▶ Your tasks
1. In the forecast text below, which area is forecast to have the largest precipitation deficit?
2. For each statement, say whether it agrees with the forecast text below. Answer yes or no, and quote the deciding words. (a) The forecast has a mean national score of 0.14. (b) An excess in spring precipitation is expected over Saskatchewan. (c) The current cold ENSO episode started at the beginning of last year.
3. Please reproduce the part of the forecast text below starting with "Following the normal" and going on through "winter circulation pattern.".

▶ Provided text
:::::

Figure 2(a) shows the CCA-based precipitation forecast for the 3 month period of April-June 1996 expressed as a standardized anomaly. Table 1 shows the value of the standard deviation (mm) at selected stations. Cross-validated historical skill (correlation) for this time period is shown in Figure 2(b). The forecast has moderate expected skill: a mean national score of 0.14 and a field significance of 0.050. Local skills are highest over sections of the Prairies, over southwestern British Columbia and the east coast. Large areas of Canada extending from Saskatchewan to Quebec are expected to have a deficit in April-June precipitation. The largest deficit is forecast in central Saskatchewan. An excess in spring precipitation is expected over central regions of British Columbia and the east coast of Canada.

Following the normal evolution of the current cold ENSO episode, some models are projecting a return to normal conditions in the central and eastern equatorial Pacific by the middle of 1996. The April-June '96 forecast recognizes the near future demise of the current cold ENSO episode which started in the middle of last year, and also reflects the decreasing influence of ENSO in the warm half of the year as compared with winter and the first half of spring. Nonetheless, the April-June forecast reflects a strong component of persistence from the winter circulation pattern.

Table 1. Standard deviation of temperature (Temp) and precipitation (Prcp) for the 3 month period April through June at selected Canadian stations.

         	Temp	Prcp

Station      	(oC)     (mm)
Whitehorse	 1.6	 13.2
Fort Smith	 2.5	 19.5
Innujjuak	 1.9	 18.2
Eureka		 2.6	  3.5
Vancouver	 1.3	 26.6
Edmonton	 1.7	 26.3
Regina		 2.1	 30.9
Winnipeg	 2.2	 37.4
Churchill	 2.1	 24.6
Moosonee	 1.9	 27.6
Toronto		 1.6	 30.0
Quebec City 	 1.3	 35.3
Halifax		 1.2	 42.7
St. John's	 1.6	 46.6

Shabbar, A., 1996a: Seasonal prediction of Canadian surface temperature and precipitation by canonical correlation analysis. Proceedings of the 20th Annual Climate Diagnostics Workshop, Seattle, Washington, October 23-27, 1995, in press.

:::::

▶ Data shown
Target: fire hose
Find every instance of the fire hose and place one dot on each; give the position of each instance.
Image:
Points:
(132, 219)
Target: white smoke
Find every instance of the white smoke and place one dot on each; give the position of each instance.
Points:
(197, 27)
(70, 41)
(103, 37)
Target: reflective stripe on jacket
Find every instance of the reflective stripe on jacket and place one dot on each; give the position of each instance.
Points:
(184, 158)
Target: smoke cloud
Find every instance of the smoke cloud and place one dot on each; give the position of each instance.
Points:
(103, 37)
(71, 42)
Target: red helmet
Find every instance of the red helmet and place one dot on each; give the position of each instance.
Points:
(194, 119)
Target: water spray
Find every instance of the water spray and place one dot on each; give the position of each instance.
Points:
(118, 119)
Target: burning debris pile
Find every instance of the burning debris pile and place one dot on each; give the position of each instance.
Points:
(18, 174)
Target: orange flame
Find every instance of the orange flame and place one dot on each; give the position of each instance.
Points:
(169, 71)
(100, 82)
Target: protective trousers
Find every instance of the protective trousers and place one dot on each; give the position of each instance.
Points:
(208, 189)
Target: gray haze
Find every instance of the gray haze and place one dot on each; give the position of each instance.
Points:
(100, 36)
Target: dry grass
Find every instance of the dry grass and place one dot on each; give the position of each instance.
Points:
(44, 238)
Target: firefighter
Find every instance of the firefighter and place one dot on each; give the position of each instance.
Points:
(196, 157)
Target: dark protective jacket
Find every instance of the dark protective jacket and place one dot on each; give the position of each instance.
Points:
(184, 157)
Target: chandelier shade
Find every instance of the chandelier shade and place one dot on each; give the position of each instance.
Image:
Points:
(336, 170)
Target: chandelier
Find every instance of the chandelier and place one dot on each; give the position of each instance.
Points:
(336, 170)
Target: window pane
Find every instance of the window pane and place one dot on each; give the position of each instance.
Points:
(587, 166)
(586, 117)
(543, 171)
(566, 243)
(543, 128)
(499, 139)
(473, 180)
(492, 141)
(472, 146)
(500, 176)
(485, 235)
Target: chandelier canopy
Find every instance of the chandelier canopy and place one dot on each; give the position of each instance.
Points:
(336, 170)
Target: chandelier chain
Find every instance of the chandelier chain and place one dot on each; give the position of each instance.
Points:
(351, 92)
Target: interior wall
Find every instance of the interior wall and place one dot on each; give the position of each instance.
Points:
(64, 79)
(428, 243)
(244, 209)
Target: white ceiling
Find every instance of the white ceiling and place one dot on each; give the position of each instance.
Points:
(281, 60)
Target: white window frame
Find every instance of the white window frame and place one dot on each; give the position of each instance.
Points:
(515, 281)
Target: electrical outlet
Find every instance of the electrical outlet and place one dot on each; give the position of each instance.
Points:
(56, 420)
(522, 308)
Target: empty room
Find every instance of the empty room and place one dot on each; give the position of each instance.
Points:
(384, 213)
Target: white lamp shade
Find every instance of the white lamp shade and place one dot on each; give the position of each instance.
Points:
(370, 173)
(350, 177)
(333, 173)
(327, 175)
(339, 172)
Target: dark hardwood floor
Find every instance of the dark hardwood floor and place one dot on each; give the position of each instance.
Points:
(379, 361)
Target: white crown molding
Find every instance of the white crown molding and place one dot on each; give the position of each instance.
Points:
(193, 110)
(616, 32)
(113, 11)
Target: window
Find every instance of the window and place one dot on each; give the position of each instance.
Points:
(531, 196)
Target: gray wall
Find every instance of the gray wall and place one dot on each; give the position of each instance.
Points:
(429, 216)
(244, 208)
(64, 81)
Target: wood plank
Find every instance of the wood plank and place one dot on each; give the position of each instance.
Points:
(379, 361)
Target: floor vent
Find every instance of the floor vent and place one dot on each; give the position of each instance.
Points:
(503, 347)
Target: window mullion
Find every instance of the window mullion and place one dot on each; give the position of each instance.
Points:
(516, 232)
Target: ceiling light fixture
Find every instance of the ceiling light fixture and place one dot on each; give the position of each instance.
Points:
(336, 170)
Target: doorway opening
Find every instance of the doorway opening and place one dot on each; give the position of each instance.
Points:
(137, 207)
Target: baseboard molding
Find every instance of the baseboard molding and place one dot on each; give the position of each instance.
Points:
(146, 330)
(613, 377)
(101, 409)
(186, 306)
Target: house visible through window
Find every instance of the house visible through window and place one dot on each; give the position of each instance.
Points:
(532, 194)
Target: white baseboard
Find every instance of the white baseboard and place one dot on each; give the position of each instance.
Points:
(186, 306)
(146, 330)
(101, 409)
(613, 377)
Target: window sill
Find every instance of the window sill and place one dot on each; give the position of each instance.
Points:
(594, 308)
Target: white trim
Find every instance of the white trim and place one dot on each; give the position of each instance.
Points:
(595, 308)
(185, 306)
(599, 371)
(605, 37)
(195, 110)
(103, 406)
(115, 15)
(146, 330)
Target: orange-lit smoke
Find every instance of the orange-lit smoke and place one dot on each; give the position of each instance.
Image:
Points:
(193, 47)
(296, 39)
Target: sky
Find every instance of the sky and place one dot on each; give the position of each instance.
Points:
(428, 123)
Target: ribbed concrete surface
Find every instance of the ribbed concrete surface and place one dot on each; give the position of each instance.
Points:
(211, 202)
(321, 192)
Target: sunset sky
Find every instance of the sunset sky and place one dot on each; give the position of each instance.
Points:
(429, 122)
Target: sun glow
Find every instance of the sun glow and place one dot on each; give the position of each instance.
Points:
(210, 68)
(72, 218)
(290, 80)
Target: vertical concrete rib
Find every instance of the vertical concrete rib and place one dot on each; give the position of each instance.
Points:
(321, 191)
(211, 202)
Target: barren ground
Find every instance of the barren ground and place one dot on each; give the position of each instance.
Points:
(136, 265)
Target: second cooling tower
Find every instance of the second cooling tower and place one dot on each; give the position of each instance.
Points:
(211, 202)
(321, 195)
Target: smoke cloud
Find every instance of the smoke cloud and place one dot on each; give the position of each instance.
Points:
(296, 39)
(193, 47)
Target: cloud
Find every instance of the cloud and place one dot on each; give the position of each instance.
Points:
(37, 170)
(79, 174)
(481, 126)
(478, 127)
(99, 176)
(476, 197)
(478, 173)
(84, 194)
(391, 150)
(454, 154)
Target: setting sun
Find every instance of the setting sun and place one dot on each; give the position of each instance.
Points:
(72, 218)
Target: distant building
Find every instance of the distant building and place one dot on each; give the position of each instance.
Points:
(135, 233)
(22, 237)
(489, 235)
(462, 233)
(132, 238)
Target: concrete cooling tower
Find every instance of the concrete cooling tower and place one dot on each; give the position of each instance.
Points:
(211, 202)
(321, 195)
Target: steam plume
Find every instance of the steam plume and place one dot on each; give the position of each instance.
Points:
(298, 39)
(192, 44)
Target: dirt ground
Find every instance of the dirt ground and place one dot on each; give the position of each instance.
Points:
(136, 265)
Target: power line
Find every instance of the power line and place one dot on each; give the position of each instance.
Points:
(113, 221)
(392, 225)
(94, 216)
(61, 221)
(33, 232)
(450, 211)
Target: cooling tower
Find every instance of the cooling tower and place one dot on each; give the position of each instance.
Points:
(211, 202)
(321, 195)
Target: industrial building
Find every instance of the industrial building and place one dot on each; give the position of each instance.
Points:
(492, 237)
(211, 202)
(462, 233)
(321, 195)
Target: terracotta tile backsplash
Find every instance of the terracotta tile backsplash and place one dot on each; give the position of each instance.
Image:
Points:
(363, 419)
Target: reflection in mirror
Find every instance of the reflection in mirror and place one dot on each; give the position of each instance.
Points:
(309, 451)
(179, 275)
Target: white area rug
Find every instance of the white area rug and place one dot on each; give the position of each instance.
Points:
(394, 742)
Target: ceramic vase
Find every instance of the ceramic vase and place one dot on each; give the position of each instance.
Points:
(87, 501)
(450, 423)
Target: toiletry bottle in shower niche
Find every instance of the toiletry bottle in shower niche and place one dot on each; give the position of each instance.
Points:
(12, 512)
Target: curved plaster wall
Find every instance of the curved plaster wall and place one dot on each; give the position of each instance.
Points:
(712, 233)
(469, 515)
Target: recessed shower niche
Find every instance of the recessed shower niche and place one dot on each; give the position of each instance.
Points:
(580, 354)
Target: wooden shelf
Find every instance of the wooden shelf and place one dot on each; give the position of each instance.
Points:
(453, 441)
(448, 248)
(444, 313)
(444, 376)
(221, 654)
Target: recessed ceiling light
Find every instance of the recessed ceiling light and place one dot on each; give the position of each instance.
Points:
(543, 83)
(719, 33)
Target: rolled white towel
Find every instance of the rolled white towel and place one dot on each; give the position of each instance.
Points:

:::::

▶ Set of answers
1. Central Saskatchewan.

2.
(a) Yes: "a mean national score of 0.14".
(b) No: "An excess in spring precipitation is expected over central regions of British Columbia and the east coast of Canada."
(c) No: "which started in the middle of last year".

3.
Following the normal evolution of the current cold ENSO episode, some models are projecting a return to normal conditions in the central and eastern equatorial Pacific by the middle of 1996. The April-June '96 forecast recognizes the near future demise of the current cold ENSO episode which started in the middle of last year, and also reflects the decreasing influence of ENSO in the warm half of the year as compared with winter and the first half of spring. Nonetheless, the April-June forecast reflects a strong component of persistence from the winter circulation pattern.